→ What is required
Render the items below as a Markdown table with two columns, No. and Line, giving each line its own numbered row and skipping blank lines. Leave the pictures out.

→ Material
####

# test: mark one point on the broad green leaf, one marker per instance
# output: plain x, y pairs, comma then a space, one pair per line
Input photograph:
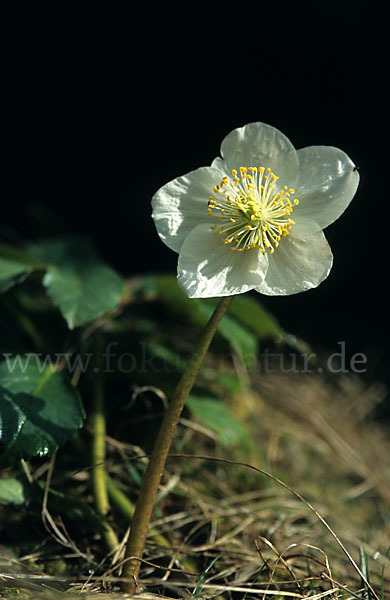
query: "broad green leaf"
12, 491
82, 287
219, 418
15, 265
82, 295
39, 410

####

→ Right answer
| No. | Line |
|---|---|
| 1 | # test: mark one point on the broad green leaf, one marker per instance |
| 2 | # output: plain x, y pairs, comma then a space, one pair per line |
| 3 | Input photograph: |
| 4 | query: "broad green leaf" |
| 5 | 12, 491 |
| 6 | 82, 287 |
| 7 | 219, 418 |
| 8 | 15, 265 |
| 9 | 82, 295 |
| 10 | 39, 410 |